What is needed:
Write the material out again exactly as it stands.

————————

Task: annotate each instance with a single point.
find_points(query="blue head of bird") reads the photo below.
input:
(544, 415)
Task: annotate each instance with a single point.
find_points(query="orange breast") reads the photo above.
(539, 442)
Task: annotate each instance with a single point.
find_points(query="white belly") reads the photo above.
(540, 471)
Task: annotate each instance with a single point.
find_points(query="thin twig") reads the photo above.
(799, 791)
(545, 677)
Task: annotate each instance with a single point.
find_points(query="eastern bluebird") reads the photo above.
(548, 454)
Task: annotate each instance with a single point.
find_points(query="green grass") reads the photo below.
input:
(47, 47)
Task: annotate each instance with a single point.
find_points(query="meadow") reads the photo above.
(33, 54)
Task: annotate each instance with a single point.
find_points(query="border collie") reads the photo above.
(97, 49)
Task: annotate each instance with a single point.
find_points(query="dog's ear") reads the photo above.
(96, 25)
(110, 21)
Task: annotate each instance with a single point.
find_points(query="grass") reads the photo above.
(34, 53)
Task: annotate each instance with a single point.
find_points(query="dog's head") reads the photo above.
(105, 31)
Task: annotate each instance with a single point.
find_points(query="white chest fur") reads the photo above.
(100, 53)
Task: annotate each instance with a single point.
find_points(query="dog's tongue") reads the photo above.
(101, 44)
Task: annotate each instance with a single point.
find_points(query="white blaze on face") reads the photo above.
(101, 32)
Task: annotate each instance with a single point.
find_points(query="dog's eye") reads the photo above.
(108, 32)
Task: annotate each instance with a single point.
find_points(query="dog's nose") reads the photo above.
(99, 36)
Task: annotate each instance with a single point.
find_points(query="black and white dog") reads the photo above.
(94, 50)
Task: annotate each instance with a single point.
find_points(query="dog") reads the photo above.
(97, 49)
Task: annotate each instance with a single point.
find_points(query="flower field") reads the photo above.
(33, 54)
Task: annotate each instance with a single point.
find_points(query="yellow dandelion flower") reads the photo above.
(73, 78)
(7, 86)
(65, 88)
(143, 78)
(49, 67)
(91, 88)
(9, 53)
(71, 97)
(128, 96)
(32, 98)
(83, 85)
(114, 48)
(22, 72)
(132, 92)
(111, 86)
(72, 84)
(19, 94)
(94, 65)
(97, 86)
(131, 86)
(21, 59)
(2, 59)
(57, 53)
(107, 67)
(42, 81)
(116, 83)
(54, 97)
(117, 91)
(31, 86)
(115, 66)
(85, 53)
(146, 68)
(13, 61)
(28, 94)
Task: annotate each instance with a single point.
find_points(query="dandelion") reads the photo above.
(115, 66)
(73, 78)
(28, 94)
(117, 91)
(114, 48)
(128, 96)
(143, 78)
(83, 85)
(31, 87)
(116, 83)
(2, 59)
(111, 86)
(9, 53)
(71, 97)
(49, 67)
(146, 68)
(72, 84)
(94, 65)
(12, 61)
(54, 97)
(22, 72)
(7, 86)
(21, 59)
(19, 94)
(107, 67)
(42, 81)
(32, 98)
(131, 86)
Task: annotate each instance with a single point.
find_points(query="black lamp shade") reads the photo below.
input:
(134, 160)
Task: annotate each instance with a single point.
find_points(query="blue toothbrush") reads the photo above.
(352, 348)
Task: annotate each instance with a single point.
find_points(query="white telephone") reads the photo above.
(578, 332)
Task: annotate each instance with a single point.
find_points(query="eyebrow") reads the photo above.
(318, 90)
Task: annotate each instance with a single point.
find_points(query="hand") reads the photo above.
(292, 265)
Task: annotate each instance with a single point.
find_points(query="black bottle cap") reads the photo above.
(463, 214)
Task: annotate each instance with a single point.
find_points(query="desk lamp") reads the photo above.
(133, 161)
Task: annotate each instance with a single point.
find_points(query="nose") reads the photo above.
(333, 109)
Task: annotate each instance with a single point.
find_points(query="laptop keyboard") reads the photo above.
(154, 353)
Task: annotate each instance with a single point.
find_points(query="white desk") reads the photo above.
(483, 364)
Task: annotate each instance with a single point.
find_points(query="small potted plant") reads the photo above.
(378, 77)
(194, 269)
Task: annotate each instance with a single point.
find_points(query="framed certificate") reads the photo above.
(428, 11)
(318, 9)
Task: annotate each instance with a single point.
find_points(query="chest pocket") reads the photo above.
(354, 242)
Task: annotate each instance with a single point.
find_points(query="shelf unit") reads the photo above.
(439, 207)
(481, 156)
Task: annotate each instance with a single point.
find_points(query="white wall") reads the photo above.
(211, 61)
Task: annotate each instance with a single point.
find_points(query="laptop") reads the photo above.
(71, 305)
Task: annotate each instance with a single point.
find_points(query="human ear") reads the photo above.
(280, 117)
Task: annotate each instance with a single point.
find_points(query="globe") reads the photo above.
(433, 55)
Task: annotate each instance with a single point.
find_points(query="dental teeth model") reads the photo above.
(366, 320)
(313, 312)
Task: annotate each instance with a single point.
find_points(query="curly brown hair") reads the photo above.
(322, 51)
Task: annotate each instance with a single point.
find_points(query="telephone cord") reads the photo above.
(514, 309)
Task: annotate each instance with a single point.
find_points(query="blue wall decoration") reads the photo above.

————————

Expected answer:
Task: annotate each instance with a single point.
find_points(query="blue head of bird") reads the photo below.
input:
(544, 415)
Task: annotate each instance with a single point.
find_points(query="orange breast") reads the photo above.
(539, 442)
Task: annotate each instance with a single point.
find_points(query="white belly") reads the photo above.
(540, 471)
Task: annotate each instance with a single point.
find_points(query="thin twig") reads the photo above.
(799, 791)
(545, 677)
Task: annotate each instance with a single point.
find_points(query="eastern bluebird") reads the photo above.
(548, 454)
Task: annotate each instance with a single point.
find_points(query="green grass") reads the photo below.
input:
(47, 47)
Task: annotate each instance with a single point.
find_points(query="meadow") reads the photo above.
(33, 54)
Task: annotate each instance with a single point.
find_points(query="border collie") reads the photo above.
(97, 49)
Task: annotate each instance with a single point.
find_points(query="dog's ear") reads the photo above.
(96, 25)
(110, 21)
Task: annotate each instance with a single point.
find_points(query="grass") reads the photo above.
(34, 53)
Task: annotate each instance with a single point.
find_points(query="dog's head") reads the photo above.
(105, 31)
Task: annotate each instance with a single point.
find_points(query="white chest fur") reads the photo above.
(100, 53)
Task: annotate each instance with a single point.
find_points(query="dog's tongue") reads the photo above.
(101, 44)
Task: annotate each instance with a single point.
find_points(query="white blaze on face") reads the photo above.
(101, 32)
Task: annotate each instance with a single point.
find_points(query="dog's eye") reads the photo above.
(108, 32)
Task: annotate each instance with a single point.
find_points(query="dog's nose") reads the photo above.
(99, 36)
Task: annotate each instance with a single point.
find_points(query="black and white dog") reads the photo above.
(94, 50)
Task: annotate each instance with a single point.
find_points(query="dog") reads the photo above.
(97, 49)
Task: annotate each instance with a single point.
find_points(query="flower field") reads the photo above.
(33, 54)
Task: annotate each instance with a single point.
find_points(query="yellow dandelion flower") reads the photo above.
(73, 78)
(7, 86)
(65, 88)
(143, 78)
(49, 67)
(91, 88)
(9, 53)
(71, 97)
(128, 96)
(32, 98)
(83, 85)
(114, 48)
(22, 72)
(132, 92)
(111, 86)
(72, 84)
(19, 94)
(94, 65)
(97, 86)
(131, 86)
(21, 59)
(2, 59)
(57, 53)
(107, 67)
(42, 81)
(116, 83)
(54, 97)
(117, 91)
(31, 86)
(115, 66)
(85, 53)
(146, 68)
(13, 61)
(28, 94)
Task: annotate each instance with a single point.
find_points(query="dandelion") reads the photo above.
(115, 66)
(73, 78)
(28, 94)
(117, 91)
(114, 48)
(128, 96)
(143, 78)
(83, 85)
(31, 87)
(116, 83)
(2, 59)
(111, 86)
(9, 53)
(71, 97)
(49, 67)
(146, 68)
(72, 84)
(94, 65)
(12, 61)
(54, 97)
(22, 72)
(7, 86)
(21, 59)
(19, 94)
(107, 67)
(42, 81)
(32, 98)
(131, 86)
Task: annotate each instance with a single point.
find_points(query="black lamp shade") reads the photo below.
input:
(134, 160)
Task: annotate each instance with a single point.
find_points(query="blue toothbrush") reads the photo above.
(352, 348)
Task: annotate each instance with a single point.
find_points(query="white telephone") reads the photo above.
(578, 332)
Task: annotate each instance with a single point.
find_points(query="eyebrow") reads the photo above.
(318, 90)
Task: annotate each instance with a single point.
find_points(query="hand") reads the photo above.
(292, 265)
Task: annotate each instance with a single point.
find_points(query="black bottle cap") reads the photo above.
(463, 214)
Task: annotate each instance with a single point.
find_points(query="desk lamp") reads the photo above.
(133, 161)
Task: annotate each instance with a single point.
find_points(query="nose") reads the photo above.
(333, 109)
Task: annotate each instance with a single point.
find_points(query="laptop keyboard") reads the photo above.
(154, 353)
Task: annotate each instance with a single point.
find_points(query="white desk") reads the photo above.
(483, 364)
Task: annotate each instance with a single point.
find_points(query="small potted plant") reads the photo above.
(378, 77)
(194, 269)
Task: annotate each instance with a single point.
find_points(query="framed certificate") reads the photo above.
(428, 11)
(318, 9)
Task: annotate each instance with a single point.
find_points(query="chest pocket") reads the photo above.
(354, 242)
Task: annotate each instance with a single point.
find_points(query="shelf unit") reads the photo above.
(439, 207)
(481, 156)
Task: annotate each instance with a single point.
find_points(query="white wall") reads the photo above.
(211, 61)
Task: annotate each instance with a single point.
find_points(query="laptop") reads the photo above.
(71, 305)
Task: annotate each instance with a single point.
find_points(query="human ear") reads the photo above.
(280, 117)
Task: annotate each instance with a single point.
find_points(query="globe") reads the photo above.
(433, 55)
Task: annotate each instance with a single point.
find_points(query="dental teeth model") reads the photo above.
(366, 320)
(313, 312)
Task: annotate each instance with a single point.
find_points(query="curly brown hair") reads the photo above.
(322, 51)
Task: annotate each instance with a single point.
find_points(query="telephone cord") reads the photo above.
(514, 309)
Task: annotate each instance with a single point.
find_points(query="blue wall decoration") reads the photo above.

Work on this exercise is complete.